Consegna:
Prosegui il commento biblico qui sotto sulla rovina dovuta ai capi d'Israele, partendo subito dopo la sua ultima frase.

Brano da leggere:
La rovina dovuta ai capi 5,1-7 Sotto forma di processo giudiziario vengono accusate le classi dirigenti del paese (vv. 1-2), poi tutto il popolo (vv. 3-5), cui viene annunciato il castigo (vv. 6-7). Nei primi tre versetti parla JHWH, negli altri il profeta.

vv.1-2. Con tre imperativi viene richiamata l'attenzione di tre gruppi specifici, responsabili della cosa pubblica: i «sacerdoti» (cfr. 4,4-10), i notabili (= «gente d'Israele») e i dignitari del regno, che rappresentavano il re (= «casa del re»); «poiché contro di voi si fa il giudizio»; altra possibile versione «poiché il diritto è il vostro compito». In questa seconda versione il diritto è la perfetta esecuzione delle leggi divine (cfr. Dt 1,17; Mic 3,1). Le colpe dei capi sono espresse mediante tre immagini venatorie e tre luoghi topografici. Il «laccio» (cfr. Qo 9,12), la «rete» e la «fossa» (la versione di questo ultimo termine è dubbia per la corruzione del testo: cfr. Prv 26,27; Sal 7,16; 9,16) sono strumenti che servono a prendere gli uccelli o a far cadere qualcuno. Metaforicamente significano che i capi del popolo sono stati occasione delle colpe della nazione; «Mizpa» è probabilmente una località situata presso Gerasa in Transgiordania (cfr. Gdc 10,17; 11,11), non la fortezza che si trova a nord di Gerusalemme (cfr. Gdc 20,1ss.; 21,1-8); il monte «Tabor», situato nella valle di Izreel, è stato un antico luogo di culto cananeo (Dt 33,19; Gdc 4,6.12); «Sittim» (correzione del testo ebraico che legge «aberrazioni») è una località a est del Giordano situata di fronte a Gerico, tristemente famosa per l'episodio di Baal-Peor (cfr. 9,10; Nm 25,1-18).

v. 3. Le colpe, di cui i capi sono responsabili, sono le pratiche idolatriche del culto cananeo. Efraim, la principale tribù del regno del Nord, è in parallelismo con Israele, che indica il regno settentrionale.

Materiale estratto:

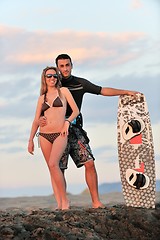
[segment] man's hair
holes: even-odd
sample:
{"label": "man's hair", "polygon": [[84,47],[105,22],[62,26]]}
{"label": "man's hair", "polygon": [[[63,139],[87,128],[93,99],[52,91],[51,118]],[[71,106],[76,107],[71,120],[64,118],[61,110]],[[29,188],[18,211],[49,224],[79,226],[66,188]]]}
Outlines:
{"label": "man's hair", "polygon": [[70,57],[68,54],[62,53],[62,54],[60,54],[60,55],[58,55],[58,56],[56,57],[56,65],[57,65],[57,66],[58,66],[58,60],[60,60],[60,59],[69,59],[70,62],[71,62],[71,65],[73,65],[73,64],[72,64],[72,59],[71,59],[71,57]]}

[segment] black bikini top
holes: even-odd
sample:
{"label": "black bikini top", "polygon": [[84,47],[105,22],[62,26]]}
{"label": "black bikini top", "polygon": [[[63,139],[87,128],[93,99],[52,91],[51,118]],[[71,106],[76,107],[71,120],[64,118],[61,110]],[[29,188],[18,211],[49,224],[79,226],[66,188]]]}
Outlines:
{"label": "black bikini top", "polygon": [[42,104],[41,116],[44,116],[44,112],[51,107],[63,107],[62,101],[59,96],[55,98],[52,105],[46,101],[46,94],[44,95],[44,103]]}

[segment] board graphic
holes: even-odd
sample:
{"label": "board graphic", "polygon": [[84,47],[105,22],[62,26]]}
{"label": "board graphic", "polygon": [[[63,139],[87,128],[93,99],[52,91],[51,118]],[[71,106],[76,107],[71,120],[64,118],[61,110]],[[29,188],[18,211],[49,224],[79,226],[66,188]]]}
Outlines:
{"label": "board graphic", "polygon": [[145,96],[118,101],[117,141],[120,177],[127,206],[155,208],[155,158]]}

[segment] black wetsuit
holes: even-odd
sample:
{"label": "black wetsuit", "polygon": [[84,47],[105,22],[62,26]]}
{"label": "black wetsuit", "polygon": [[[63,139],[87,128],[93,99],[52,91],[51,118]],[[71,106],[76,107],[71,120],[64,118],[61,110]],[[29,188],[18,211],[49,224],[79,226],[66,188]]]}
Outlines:
{"label": "black wetsuit", "polygon": [[[79,108],[79,111],[81,111],[83,95],[85,93],[100,94],[101,92],[100,86],[97,86],[84,78],[75,77],[72,75],[67,79],[62,79],[62,86],[67,87],[70,90]],[[67,106],[66,115],[71,115],[70,106]]]}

Risposta scritta:
v. 4. Descrizione radicale del peccato, che rende schiavo l'uomo incapace di risorgere (cfr. Gn 8,21). Le «opere» (4,9; 7,2; 9,15; 12,2) sono gli errori commessi da Israele (cfr. 6,7ss.; 9,10ss.), che hanno contaminato e plasmato il suo carattere in modo così profondo, da costituire un muro invalicabile (7,2). Lo spirito di fornicazione, già proprio di Gomer (1,2) e del popolo (4,12) è una barriera eretta fra Dio e l'uomo, che impedisce di «conoscere» Dio e di ritornare a lui. Solamente il giudizio di Dio può salvarli da questa impossibilità (cfr. 3,5).

v. 5. «L'arroganza» che si è impossessata di Israele (cfr. Am 6,8; Ger 13,9) è personificata e figura come testimone a carico dell'accusa presso il tribunale (cfr. Mic 6,3; 1Sam 12,3; 2Sam 1,16). Questo atteggiamento si fonda sul benessere, sulle ricchezze e l'imitazione dei costumi cananei.

V. 6. Viene descritto il modo come avverrà la caduta di Israele. A nulla varranno i pellegrinaggi ai santuari intesi a sollecitare l'aiuto divino coi riti sacrificali (cfr. Am 5,4.6).

v. 7. Viene ripresa l'accusa e preannunciato il giudizio; «figli bastardi», cioè generati durante le cerimonie cananee o praticanti il culto cananeo sincretistico (cfr. 2,4s.; Ger 2,27); «un conquistatore» è una lezione congetturale del testo ebraico che sembra corrotto e legge «mese, novilunio». Altri traducono «un vento bruciante» (cfr. 13,15), metafora che indicherebbe l'Assiro. Il termine «conquistatore» è riferito a Dio, che invia una siccità, che causa una completa improduttività (cfr. 2,5.11; Gio 4,8).

Questa pericope è ricca di temi teologici. Viene ribadita la responsabilità dei capi nella degenere situazione religiosa e morale del popolo. Sotto l'influsso delle azioni peccaminose l'uomo perde il buon senso e la sua libertà, non ha la conoscenza degli agguati che gli vengono tesi e diventa schiavo del peccato. In questo questo modo risulta impossibile la conversione. L'uomo accecato, dall'orgoglio, pone la sua fiducia nel benessere materiale e nella pratica dei culti cananei. È come ossessionato dallo spirito di «prostituzione» nella pratica delle orge idolatriche, per cui è abbandonato dal vero Dio.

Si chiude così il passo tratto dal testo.